● Page excerpt:
- Born: 2001 or 2002 Belgium
- Died: 30 October 2024 (aged 22–23) Jokkmokk, Sweden
- Occupations: YouTuber; Hiking, Camping, Packrafting, ASMR;
- Parents: Bout De Beul (father); Elisabeth Rademaker (mother);

YouTube information
- Channel: Storm Outdoorsy;
- Years active: 2024
- Genres: Hiking, Camping, Packrafting, ASMR
- Subscribers: 13.2 thousand
- Views: 494 thousand

= Storm De Beul =

Belgian YouTuber (2002–2024)

Storm De Beul (2001 or 2002 – 30 October 2024) was a Belgian YouTuber known for sharing silent, solo outdoor adventures in Northern Europe, who died of hypothermia in a severe blizzard near Jokkmokk, Sweden.

He was the only child to Elisabeth Rademaker and Bout De Beul who later divorced. Storm was 22 years old at the time of his death.

== Early life ==
Storm is from the Flemish part of Belgium, and grew up in Geraardsbergen. He was passionate about the outdoors, nature and wildlife. At some point, Storm had biked 6,000 km in Sweden. Storm's mother mentioned he had been taking solo trips since he was 19 years old.

● Excerpted records:

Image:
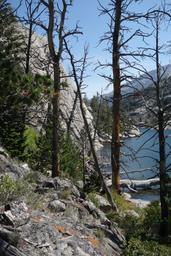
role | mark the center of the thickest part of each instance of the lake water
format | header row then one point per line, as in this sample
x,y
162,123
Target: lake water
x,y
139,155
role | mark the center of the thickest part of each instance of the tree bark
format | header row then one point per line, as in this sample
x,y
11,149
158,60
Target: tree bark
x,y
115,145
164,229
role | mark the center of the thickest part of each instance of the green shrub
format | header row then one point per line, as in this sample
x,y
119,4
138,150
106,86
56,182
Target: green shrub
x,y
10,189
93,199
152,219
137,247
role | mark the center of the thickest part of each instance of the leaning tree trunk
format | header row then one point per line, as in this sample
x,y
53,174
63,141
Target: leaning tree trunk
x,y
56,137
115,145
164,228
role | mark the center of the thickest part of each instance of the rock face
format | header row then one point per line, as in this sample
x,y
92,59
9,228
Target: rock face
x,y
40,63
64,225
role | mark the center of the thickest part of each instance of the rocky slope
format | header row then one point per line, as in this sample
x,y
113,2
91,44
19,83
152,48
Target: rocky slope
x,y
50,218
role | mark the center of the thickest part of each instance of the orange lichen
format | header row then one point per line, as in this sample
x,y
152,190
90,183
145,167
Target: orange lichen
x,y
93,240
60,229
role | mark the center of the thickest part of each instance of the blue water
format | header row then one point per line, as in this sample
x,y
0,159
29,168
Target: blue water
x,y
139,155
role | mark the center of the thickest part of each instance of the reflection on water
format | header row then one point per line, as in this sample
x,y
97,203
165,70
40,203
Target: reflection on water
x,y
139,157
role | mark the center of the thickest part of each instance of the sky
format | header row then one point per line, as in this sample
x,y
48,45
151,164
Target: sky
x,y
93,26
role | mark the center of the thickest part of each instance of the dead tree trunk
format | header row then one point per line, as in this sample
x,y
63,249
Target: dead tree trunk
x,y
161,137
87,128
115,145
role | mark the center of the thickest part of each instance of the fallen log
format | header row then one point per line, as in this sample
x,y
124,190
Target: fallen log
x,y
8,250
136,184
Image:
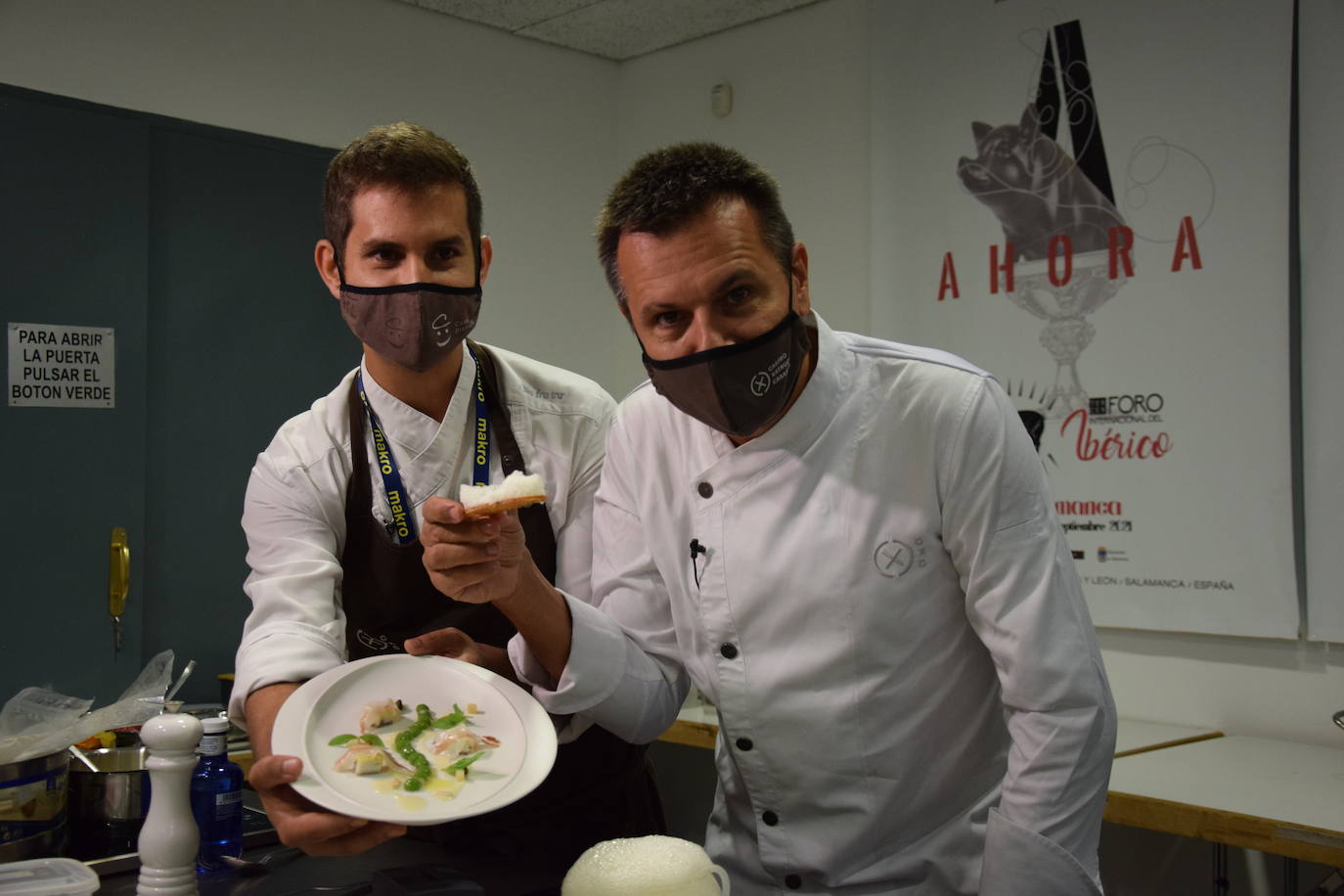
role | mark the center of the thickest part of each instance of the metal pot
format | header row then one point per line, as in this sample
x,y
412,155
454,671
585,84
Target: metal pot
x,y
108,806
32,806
--
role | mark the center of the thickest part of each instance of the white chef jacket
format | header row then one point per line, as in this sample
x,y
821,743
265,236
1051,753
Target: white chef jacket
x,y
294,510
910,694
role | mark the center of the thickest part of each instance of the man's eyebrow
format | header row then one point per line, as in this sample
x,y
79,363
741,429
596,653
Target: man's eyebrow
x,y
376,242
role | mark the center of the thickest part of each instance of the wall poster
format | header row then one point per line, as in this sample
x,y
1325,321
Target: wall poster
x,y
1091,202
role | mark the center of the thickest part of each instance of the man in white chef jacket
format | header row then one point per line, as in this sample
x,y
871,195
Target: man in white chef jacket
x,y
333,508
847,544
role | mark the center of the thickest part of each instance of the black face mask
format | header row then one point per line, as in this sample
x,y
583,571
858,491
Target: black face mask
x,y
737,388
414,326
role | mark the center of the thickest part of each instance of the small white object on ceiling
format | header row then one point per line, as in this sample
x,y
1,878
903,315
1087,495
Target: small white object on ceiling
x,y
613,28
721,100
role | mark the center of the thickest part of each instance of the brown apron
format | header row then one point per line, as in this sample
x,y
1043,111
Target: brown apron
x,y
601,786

● Directives:
[1] Turn the paragraph of the Storm De Beul biography that begins "Storm is from the Flemish part of Belgium" into a short bulleted list that keeps its main facts.
[2] In the Storm De Beul biography, what was the cause of his death?
[3] Retype everything in the Storm De Beul biography from "Belgian YouTuber (2002–2024)" down to "near Jokkmokk, Sweden.".
The items have no connection to the Storm De Beul biography.

● Solutions by task:
[1]
- From the Flemish part of Belgium; grew up in Geraardsbergen
- Passionate about the outdoors, nature and wildlife
- Once biked 6,000 km in Sweden
- Took solo trips from age 19, according to his mother

[2] He died of hypothermia in a severe blizzard near Jokkmokk, Sweden.

[3]
Belgian YouTuber (2002–2024)

Storm De Beul (2001 or 2002 – 30 October 2024) was a Belgian YouTuber known for sharing silent, solo outdoor adventures in Northern Europe, who died of hypothermia in a severe blizzard near Jokkmokk, Sweden.